** Records supplied **
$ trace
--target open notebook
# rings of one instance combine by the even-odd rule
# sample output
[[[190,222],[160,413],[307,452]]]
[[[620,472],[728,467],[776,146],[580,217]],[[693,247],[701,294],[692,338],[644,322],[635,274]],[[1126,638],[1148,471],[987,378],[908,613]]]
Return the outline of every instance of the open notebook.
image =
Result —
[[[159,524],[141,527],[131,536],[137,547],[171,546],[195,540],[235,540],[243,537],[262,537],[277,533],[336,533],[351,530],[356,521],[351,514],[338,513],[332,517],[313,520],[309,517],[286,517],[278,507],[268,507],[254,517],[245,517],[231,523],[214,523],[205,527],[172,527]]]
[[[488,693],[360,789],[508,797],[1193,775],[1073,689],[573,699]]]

** Task instructions **
Taking the listing above as a whole, state how many of its lines hold the string "instance". No other output is permitted.

** Task response **
2